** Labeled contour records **
┏━━
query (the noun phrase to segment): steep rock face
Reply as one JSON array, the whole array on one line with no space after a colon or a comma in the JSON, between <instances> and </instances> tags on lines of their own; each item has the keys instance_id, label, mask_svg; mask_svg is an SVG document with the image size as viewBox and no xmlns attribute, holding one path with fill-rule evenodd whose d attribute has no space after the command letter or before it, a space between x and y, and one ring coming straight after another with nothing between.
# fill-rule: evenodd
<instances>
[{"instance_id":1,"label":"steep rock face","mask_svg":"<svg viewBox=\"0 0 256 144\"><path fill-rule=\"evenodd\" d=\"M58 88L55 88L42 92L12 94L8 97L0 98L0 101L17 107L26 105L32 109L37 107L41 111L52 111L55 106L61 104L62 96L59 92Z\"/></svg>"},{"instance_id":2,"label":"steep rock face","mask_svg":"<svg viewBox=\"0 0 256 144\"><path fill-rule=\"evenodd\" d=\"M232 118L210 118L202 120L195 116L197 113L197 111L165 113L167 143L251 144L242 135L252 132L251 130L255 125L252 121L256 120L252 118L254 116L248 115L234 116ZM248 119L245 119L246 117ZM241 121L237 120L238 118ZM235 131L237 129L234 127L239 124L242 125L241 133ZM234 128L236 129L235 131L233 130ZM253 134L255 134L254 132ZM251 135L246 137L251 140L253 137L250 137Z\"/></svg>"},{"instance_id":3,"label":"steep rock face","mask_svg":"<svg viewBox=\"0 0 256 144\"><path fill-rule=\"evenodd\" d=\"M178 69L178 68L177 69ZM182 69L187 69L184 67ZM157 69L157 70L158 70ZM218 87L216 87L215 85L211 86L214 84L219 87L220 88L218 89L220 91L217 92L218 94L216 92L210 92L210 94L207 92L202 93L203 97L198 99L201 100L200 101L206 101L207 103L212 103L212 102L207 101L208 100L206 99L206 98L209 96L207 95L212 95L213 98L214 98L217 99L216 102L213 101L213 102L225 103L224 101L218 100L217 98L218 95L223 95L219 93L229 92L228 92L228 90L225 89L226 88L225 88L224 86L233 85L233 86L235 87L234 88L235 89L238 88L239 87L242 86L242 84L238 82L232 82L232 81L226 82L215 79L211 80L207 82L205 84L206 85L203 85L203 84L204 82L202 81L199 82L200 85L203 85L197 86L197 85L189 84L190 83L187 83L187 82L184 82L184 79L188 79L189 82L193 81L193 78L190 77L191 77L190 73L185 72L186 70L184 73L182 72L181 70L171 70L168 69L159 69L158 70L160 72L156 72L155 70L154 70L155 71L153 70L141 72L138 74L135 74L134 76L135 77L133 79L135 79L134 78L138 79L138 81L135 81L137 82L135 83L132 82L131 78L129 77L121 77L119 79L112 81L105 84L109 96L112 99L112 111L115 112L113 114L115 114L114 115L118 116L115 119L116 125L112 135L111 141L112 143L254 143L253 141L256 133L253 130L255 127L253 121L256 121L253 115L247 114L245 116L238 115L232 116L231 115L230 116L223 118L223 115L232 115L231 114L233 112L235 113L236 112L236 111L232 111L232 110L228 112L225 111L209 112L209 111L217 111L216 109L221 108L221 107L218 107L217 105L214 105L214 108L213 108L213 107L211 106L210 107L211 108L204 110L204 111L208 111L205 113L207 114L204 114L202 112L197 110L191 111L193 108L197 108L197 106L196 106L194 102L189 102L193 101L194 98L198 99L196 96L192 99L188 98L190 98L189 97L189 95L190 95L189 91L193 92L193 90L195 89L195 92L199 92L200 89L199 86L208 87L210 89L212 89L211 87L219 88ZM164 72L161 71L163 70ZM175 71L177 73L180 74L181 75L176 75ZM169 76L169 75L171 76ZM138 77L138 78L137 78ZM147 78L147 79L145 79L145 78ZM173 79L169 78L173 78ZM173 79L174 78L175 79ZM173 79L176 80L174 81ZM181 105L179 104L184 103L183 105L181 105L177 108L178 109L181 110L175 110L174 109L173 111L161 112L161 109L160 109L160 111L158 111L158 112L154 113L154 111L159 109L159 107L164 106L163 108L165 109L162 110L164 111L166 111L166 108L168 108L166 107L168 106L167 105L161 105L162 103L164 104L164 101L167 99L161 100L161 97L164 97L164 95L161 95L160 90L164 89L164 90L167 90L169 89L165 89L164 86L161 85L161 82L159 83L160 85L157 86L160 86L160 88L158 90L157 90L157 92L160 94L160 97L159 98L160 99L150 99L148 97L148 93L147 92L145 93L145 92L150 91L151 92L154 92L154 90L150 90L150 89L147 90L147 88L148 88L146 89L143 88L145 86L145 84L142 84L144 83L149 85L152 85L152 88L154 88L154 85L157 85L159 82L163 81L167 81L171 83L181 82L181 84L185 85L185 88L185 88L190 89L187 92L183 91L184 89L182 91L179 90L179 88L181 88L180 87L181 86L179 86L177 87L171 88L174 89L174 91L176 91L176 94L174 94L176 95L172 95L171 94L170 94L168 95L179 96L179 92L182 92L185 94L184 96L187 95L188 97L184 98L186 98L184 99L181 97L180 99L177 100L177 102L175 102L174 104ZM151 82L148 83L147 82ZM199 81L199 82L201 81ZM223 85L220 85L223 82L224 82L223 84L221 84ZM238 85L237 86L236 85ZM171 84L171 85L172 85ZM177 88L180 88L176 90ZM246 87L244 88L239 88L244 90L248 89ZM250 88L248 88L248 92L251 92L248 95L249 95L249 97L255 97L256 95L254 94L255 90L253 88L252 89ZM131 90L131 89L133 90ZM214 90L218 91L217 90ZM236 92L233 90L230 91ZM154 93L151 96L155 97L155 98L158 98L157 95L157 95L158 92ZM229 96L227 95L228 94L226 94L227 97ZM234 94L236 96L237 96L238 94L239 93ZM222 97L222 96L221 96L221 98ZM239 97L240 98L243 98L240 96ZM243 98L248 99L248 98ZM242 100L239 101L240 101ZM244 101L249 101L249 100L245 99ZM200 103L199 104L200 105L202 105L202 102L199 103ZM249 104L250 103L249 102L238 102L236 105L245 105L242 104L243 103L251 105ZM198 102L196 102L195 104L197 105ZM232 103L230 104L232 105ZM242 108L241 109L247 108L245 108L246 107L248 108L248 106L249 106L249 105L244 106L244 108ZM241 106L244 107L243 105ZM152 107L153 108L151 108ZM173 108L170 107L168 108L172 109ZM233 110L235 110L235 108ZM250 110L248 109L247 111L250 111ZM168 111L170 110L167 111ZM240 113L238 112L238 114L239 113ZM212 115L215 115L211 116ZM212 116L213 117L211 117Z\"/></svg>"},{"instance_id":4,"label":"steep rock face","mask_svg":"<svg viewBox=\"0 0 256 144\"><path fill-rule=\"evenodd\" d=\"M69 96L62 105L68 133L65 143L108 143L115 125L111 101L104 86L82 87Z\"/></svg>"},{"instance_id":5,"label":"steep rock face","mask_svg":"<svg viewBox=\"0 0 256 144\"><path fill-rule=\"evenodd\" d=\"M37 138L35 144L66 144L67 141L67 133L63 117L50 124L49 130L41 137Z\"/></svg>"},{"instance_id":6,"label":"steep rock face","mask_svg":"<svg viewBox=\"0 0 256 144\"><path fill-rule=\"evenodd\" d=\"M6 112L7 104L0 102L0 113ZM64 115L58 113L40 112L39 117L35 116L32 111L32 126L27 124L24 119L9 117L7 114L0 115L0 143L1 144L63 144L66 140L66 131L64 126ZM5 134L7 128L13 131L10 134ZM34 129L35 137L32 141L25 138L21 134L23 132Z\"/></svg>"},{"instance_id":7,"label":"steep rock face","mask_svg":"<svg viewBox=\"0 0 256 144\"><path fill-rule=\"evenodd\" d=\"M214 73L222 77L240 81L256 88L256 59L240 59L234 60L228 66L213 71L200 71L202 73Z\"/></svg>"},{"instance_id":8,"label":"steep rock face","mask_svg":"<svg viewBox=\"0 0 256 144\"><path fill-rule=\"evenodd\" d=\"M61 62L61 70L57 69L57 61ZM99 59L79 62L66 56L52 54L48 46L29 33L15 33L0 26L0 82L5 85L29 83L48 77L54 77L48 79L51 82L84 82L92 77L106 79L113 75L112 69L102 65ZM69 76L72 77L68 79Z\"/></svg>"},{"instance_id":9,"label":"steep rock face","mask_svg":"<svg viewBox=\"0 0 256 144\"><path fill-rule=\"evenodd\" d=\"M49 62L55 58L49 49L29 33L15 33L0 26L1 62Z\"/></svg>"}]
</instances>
┗━━
** Goal **
Collect every line of the records that contains the word "noun", matching its case exactly.

** Output of the exercise **
query (the noun phrase to segment): steep rock face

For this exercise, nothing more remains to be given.